TEXT FOR ANALYSIS |
* * *

By Tim Macquiban
Director, Methodist Ecumenical Office in Rome
(video at https://www.youtube.com/watch?v=rbYPI9tlAcE)
The liturgical celebration for the World Day of Prayer for the Care of Creation began with the canticle from the Book of Daniel, where all of creation is called upon to praise the Lord. In addition to readings from Genesis and the Gospel of Saint Matthew, there was a reading from Pope Francis’ encyclical letter Laudato si’, which concluded with a passage from St Francis of Assisi’s Canticle of the Sun.
The homily during the liturgy was proclaimed by Capuchin Father Raniero Cantalamessa, the Preacher of the Pontifical Household. Father Cantalamessa focused three themes taken from the readings: “Fill the earth and subdue it”; “Whether or not to be concerned for tomorrow”; and “What Saint Francis can teach us.”
Caring for creation does not mean “dominating” the world we live in, but caring for it as God the Father cares for His creation. Jesus words from the Gospel – “Do not worry about tomorrow; tomorrow will take care of itself” – do not imply a lack of concern for the future. They say, he said, do not worry about your future, but worry about the future of those who come after you. Finally, Saint Francis of Assisi gives us “living proof of the contribution that faith in God can give to the common effort to care for and protect the environment.”
Pope Francis concluded the Liturgy with a blessing: May your blessing act in us, O Lord, and transform us with your renewing power, so that we might be wholly disposed to the service of what is good.

* * *

THE DATA |

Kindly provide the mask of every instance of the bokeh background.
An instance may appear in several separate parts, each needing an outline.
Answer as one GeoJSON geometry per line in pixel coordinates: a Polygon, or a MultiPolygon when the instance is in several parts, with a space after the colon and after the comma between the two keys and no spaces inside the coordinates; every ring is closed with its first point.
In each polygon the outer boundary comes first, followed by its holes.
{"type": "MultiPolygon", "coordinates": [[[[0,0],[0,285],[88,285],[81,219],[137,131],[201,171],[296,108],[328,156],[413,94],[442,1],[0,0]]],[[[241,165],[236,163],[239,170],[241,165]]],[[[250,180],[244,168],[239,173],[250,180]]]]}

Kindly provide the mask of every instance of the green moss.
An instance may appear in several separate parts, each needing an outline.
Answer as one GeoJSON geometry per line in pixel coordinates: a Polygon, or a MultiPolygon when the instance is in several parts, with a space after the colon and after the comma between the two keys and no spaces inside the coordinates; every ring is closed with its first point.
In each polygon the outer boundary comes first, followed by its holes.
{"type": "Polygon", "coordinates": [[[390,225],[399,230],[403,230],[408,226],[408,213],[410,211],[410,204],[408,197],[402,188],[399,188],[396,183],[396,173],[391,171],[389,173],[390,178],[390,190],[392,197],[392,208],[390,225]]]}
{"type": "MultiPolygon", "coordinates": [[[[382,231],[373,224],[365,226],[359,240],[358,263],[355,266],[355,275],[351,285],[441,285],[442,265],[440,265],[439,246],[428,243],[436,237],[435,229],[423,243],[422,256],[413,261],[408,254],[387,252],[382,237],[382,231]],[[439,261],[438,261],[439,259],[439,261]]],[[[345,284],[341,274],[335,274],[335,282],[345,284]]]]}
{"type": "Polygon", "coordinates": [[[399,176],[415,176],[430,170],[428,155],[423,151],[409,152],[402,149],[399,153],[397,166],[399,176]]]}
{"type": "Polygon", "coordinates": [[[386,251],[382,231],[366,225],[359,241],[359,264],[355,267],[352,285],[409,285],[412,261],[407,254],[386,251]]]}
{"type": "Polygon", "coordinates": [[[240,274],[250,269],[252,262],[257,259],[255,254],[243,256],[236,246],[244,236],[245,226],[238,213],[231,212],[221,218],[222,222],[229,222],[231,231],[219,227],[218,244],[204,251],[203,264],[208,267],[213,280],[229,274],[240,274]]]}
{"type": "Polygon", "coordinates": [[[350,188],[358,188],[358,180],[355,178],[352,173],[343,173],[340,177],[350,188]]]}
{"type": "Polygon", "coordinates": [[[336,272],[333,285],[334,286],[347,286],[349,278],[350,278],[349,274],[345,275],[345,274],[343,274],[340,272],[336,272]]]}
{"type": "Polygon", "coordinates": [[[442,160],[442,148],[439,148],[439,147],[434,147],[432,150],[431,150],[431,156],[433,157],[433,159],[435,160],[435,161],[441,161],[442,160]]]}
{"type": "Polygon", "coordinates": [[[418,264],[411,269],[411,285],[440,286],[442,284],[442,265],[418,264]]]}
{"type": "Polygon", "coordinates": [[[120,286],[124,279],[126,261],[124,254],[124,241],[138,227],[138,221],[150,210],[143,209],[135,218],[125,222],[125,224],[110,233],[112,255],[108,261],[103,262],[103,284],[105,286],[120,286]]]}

* * *

WHAT THE TASK REQUIRES | Return the passage of the World Day of Prayer article above between "Caring for creation" and "what is good.", inclusive, copied word for word.

OUTPUT FOR THIS EXERCISE |
Caring for creation does not mean “dominating” the world we live in, but caring for it as God the Father cares for His creation. Jesus words from the Gospel – “Do not worry about tomorrow; tomorrow will take care of itself” – do not imply a lack of concern for the future. They say, he said, do not worry about your future, but worry about the future of those who come after you. Finally, Saint Francis of Assisi gives us “living proof of the contribution that faith in God can give to the common effort to care for and protect the environment.”
Pope Francis concluded the Liturgy with a blessing: May your blessing act in us, O Lord, and transform us with your renewing power, so that we might be wholly disposed to the service of what is good.